=== Extract to read ===

===

Following her father's death, the family was split up to be raised by friends and relatives of her father in New Zealand and Hawaii. In 1950 Florence moved to O‘ahu to be raised by the Engle family. She attended Punahou School in Honolulu, and after graduating the author James A. Michener encouraged her to take a job in Japan as a secretary in the military. In 1956 she married TV personality Carl 'Kini Popo' Hebenstreit. In 1959 she published a biography of her family, The Frisbies of the South Seas. They subsequently moved to New Zealand, where Frisbie lived for thirty years, working for the University of Otago and writing children's books. After her husband acquired a commercial radio licence she became involved in commercial radio, and then in television, working with Selwyn Toogood as a panelist on the New Zealand version of Beauty and the Beast. She served on the Māori and South Pacific Arts Council and was later a founding member of P.A.C.I.F.I.C.A. She subsequently returned to the Cook Islands, and then Hawaii.

In 2015 Frisbie returned to Pukapuka to participate in a documentary about life on the atoll. The film The Island in Me (originally titled Homecoming) debuted in November 2021 at the Hawaii International Film Festival.

==Bibliography==
- Miss Ulysses of Puka-Puka (1948)
- The Frisbies of the South Seas (1959)
- O se po maninoa (1988)
- Pō malū (1988)
- O le vaa fou : o se tala mai Pukapuka (1994)
- I tua atu o le tafatafailagi (1995)
- Nights of the Moon (2022)

==Honours==
In the 1991 Queen's Birthday Honours, Frisbie was awarded the Queen's Service Medal for public services.

===

=== Records provided ===
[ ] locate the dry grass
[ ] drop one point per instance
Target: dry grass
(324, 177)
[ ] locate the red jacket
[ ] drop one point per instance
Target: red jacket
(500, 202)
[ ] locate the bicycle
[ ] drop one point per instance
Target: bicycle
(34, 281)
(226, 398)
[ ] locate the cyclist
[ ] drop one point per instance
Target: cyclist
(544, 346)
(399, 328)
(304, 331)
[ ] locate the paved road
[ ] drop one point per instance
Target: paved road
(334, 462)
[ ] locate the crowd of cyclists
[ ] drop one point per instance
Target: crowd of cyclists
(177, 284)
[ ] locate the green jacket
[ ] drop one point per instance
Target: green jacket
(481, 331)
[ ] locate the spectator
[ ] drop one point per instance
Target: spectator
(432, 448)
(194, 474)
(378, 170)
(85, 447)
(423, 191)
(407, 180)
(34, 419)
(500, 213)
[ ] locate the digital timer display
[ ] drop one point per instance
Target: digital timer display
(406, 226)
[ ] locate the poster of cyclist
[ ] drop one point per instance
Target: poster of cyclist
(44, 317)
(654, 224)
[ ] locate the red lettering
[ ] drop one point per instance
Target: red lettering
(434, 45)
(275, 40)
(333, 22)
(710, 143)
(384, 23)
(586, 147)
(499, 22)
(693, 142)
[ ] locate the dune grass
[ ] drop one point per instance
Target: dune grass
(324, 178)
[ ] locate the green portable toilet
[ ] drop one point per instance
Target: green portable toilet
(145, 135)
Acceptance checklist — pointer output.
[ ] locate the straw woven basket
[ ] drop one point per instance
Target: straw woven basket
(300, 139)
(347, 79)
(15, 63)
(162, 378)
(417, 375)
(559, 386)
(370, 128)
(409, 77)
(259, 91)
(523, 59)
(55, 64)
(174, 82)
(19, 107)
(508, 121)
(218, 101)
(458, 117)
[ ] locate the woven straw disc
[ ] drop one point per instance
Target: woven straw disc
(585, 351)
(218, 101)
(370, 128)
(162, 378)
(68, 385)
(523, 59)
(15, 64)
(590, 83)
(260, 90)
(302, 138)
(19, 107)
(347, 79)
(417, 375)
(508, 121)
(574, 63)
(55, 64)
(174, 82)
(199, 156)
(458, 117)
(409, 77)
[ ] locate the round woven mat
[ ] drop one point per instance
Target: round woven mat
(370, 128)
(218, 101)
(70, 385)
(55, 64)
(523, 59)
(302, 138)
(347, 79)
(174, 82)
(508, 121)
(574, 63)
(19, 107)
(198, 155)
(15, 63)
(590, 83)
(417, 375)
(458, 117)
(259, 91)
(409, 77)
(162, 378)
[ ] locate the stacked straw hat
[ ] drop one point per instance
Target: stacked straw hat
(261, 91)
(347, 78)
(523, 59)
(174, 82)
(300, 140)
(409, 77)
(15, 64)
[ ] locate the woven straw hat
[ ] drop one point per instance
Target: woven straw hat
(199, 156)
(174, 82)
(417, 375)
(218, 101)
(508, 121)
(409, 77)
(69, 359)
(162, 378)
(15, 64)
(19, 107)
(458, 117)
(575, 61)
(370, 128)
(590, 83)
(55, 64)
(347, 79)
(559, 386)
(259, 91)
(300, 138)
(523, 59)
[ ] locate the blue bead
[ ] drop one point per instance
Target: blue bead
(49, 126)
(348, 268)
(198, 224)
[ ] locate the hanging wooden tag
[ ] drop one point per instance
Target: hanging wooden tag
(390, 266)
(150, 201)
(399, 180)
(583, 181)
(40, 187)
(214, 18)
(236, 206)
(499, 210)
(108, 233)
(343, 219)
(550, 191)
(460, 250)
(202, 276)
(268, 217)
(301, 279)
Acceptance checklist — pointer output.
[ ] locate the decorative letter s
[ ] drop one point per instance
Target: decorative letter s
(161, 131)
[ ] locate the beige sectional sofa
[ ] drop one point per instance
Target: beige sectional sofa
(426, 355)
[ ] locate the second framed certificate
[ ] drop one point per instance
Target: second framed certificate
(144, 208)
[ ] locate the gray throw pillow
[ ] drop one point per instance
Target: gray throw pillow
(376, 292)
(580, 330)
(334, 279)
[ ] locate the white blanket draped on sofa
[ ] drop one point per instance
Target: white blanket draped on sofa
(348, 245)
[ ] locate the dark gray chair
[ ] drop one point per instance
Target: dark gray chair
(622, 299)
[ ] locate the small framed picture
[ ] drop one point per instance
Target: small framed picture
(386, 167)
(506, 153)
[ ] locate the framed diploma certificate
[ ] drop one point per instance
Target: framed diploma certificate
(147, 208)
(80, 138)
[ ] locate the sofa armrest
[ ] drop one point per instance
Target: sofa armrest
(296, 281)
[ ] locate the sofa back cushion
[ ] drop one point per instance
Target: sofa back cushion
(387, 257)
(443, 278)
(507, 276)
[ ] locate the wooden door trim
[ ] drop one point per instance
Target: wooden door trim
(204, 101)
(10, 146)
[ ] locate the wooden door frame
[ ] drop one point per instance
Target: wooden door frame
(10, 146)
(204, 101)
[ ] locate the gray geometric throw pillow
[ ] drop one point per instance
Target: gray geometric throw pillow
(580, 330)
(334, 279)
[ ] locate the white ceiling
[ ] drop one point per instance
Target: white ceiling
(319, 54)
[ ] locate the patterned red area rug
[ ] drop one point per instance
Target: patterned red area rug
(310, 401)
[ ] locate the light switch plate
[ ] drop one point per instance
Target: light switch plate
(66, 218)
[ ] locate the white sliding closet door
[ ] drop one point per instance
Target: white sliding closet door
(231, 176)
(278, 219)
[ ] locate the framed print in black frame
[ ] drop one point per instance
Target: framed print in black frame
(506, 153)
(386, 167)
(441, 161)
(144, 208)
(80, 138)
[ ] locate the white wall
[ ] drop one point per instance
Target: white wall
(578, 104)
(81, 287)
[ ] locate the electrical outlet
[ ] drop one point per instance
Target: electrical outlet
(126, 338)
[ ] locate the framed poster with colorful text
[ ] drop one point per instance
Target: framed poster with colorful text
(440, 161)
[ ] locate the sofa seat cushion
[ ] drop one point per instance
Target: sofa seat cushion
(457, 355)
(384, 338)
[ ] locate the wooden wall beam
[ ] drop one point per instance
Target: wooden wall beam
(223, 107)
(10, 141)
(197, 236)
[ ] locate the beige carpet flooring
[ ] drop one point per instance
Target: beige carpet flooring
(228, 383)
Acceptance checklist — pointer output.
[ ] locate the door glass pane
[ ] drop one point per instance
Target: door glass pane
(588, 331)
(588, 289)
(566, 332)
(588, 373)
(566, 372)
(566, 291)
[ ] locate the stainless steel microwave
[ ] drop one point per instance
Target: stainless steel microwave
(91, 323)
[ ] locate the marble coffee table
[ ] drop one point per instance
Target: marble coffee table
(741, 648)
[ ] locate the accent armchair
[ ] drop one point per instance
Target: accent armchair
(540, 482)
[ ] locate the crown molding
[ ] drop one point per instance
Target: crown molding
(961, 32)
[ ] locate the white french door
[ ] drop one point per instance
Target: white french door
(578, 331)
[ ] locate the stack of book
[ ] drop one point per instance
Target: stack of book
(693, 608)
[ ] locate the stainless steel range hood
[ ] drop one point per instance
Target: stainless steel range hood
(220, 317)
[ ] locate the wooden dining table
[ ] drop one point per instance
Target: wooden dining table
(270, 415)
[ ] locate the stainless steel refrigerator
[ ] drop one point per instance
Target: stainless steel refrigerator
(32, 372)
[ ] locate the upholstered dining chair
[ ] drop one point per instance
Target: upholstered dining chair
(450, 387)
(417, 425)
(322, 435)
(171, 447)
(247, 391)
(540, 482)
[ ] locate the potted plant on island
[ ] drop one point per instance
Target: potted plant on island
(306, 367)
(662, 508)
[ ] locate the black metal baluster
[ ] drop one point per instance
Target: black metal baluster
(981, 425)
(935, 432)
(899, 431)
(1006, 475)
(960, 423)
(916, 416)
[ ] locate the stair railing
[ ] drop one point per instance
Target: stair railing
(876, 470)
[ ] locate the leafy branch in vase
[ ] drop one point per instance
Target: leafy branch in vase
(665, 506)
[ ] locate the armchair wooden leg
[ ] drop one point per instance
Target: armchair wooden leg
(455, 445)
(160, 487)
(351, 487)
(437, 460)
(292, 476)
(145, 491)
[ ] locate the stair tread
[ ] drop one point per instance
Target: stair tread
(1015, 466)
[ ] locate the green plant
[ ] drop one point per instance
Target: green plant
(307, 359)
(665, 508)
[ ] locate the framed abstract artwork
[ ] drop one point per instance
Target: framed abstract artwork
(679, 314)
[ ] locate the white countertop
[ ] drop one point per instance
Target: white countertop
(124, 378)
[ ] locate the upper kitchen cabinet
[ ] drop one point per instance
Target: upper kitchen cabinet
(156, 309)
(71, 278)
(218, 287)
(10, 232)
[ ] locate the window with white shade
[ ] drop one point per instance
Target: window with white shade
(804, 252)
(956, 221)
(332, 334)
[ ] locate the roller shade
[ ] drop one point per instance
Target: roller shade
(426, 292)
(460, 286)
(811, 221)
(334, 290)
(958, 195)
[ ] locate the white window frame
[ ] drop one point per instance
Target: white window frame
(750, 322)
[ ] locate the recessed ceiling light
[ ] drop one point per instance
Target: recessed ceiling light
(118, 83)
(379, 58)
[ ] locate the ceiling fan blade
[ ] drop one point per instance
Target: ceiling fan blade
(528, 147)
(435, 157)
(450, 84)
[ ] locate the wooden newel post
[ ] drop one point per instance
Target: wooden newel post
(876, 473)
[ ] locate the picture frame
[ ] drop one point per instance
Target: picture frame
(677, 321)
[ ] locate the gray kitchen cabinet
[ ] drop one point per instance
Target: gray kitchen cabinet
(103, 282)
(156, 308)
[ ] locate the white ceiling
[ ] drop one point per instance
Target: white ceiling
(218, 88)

===

=== Using the information ===
**A.** According to the Frisbie extract, how did Frisbie come to work in commercial radio? Answer in one to three sentences.
**B.** In the Frisbie extract, when and where did the film The Island in Me debut?
**C.** Repeat word for word the stretch of the Frisbie extract from "- The Frisbies" through "le tafatafailagi (1995)".

=== Answer section ===
**A.** She became involved in commercial radio after her husband acquired a commercial radio licence. From there she moved into television and worked with Selwyn Toogood as a panelist on the New Zealand version of Beauty and the Beast.

**B.** It debuted in November 2021 at the Hawaii International Film Festival.

**C.**
- The Frisbies of the South Seas (1959)
- O se po maninoa (1988)
- Pō malū (1988)
- O le vaa fou : o se tala mai Pukapuka (1994)
- I tua atu o le tafatafailagi (1995)